§ **REQUIRED ACTIONS**:
(A) In the book club post, about how many pages does the writer still have left to read?
(B) Rewrite the part of the book club post that opens with the words containing "Um, so I haven’t" and closes with "I could read.", swapping "boring" for "tiring".
(C) Extend the book club post with new text that picks up after its last sentence.

=== QUOTED PASSAGE ===

Book Club: “The Immortal Life of Henrietta Lacks”

Um, so I haven’t finished The Immortal Life of Henrietta Lacks yet. It’s been difficult for me to get through, to be honest. It doesn’t have enough of a narrative to keep me interested and the first 3/4 of the book is too science-y/ fact-driven for my taste. I have about 40 pages to go and it’s getting a bit more interesting, but I wish it would have picked up earlier in the book so I could have finished by now. When my leisure/ reading time is limited, it’s hard to stick with a book that’s boring me while there are so many other things I could read.

All this is to say, I’m sorry! I can’t really lead a book club discussion on this one. But those of you who have read the book, please feel free to pose some discussion questions or comment on what stood out to you.

Fortunately, I’m very excited about next month’s book club selection, “This is Where I Leave You,” and I’m positive we’ll have a great discussion about it at the end of April. You can buy the paperback version of This is Where I Leave You here, and the kindle version here.

=== DATA EXTRACTS ===

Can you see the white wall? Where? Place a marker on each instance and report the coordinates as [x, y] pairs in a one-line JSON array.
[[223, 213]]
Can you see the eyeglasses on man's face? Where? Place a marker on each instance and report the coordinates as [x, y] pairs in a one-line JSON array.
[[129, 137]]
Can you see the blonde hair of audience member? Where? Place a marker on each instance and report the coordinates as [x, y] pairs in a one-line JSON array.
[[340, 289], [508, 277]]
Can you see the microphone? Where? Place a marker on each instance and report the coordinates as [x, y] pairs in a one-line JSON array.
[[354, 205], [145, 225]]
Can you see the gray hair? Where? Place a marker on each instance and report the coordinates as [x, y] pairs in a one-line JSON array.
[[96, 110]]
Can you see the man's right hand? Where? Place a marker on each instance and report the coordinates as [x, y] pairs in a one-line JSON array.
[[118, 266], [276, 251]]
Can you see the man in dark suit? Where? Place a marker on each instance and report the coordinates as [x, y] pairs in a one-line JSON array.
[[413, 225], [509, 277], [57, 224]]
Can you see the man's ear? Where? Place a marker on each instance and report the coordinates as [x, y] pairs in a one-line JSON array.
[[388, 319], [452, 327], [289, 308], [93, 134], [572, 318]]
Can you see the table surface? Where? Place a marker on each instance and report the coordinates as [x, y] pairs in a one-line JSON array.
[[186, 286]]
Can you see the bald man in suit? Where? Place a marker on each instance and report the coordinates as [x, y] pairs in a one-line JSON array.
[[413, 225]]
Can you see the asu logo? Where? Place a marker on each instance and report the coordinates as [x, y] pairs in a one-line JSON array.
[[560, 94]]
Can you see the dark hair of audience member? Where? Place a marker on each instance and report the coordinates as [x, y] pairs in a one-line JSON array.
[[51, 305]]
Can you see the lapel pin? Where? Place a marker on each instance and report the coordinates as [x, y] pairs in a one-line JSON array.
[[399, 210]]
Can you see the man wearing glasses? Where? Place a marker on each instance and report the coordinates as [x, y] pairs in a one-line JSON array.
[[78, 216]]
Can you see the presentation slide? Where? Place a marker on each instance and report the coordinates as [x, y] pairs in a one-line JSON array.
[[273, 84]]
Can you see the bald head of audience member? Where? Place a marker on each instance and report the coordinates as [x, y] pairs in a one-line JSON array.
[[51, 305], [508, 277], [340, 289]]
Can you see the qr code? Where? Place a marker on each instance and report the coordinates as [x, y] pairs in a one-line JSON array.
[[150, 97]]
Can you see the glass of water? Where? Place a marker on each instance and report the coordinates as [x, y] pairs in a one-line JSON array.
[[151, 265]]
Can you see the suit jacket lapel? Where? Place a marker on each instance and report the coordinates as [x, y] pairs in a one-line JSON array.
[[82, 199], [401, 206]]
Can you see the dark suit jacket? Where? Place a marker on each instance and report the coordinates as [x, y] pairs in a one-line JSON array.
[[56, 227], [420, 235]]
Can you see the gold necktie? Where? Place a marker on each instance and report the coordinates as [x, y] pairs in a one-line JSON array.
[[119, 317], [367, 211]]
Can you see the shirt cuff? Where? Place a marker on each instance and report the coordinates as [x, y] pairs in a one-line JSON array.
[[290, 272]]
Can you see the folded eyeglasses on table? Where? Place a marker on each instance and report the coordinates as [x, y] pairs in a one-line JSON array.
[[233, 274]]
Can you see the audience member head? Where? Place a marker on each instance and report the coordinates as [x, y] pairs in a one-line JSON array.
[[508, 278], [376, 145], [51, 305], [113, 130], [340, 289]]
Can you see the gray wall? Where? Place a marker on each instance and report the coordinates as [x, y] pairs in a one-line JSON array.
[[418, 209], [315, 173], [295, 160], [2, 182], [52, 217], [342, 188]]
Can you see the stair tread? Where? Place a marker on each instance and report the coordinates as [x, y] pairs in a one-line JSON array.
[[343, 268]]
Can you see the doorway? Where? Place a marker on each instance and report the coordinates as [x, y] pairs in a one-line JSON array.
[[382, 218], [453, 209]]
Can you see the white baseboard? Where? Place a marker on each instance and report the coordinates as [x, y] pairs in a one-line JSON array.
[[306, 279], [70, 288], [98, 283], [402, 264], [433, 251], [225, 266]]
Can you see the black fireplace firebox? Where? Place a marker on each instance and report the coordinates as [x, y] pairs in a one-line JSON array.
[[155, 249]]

===

§ **EXERCISE RESPONSES**:
(A) About 40 pages.

(B)
Um, so I haven’t finished The Immortal Life of Henrietta Lacks yet. It’s been difficult for me to get through, to be honest. It doesn’t have enough of a narrative to keep me interested and the first 3/4 of the book is too science-y/ fact-driven for my taste. I have about 40 pages to go and it’s getting a bit more interesting, but I wish it would have picked up earlier in the book so I could have finished by now. When my leisure/ reading time is limited, it’s hard to stick with a book that’s tiring me while there are so many other things I could read.

(C)
  1. I read the book a while back but if anyone has any science-related questions, I work in the genetics field so I am happy to try and help!

    1. Avatar photo Addie Pray says:

      Ok, here’s a question for you: I have two spots on the tops of my feet – in the same place right on top of my foot – like where a Mary Jane shoe strap would go. It looks like I”ve been wearing shoes that are pinching the tops of my feet or something. But I haven’t. So where on earth did these spots come from? They’re like a dime-sized patch of dry skin – same spot on each foot. But they doesn’t hurt or anything. So what is it? Am I dying?

      Come on, this is sciency, no? No one can tell me what they are. I’ve had the spots since about January. I’m definitely dying. That’s got to be it.

      Wait, could it be from yoga, when we sit Japanese style?

      1. Sounds like stigmata to me… do you have them on your palms, as well?

      2. Avatar photo Addie Pray says:

        Haha, that’s exactly what my friends in Mexico called them! (Which is why I know I’ve had them since January.)

      3. painted_lady says:

        I got them when I was doing Bikram. Something about being all sweaty and sitting with your feet against the mat tops-down rubs them raw and then makes calluses, I think.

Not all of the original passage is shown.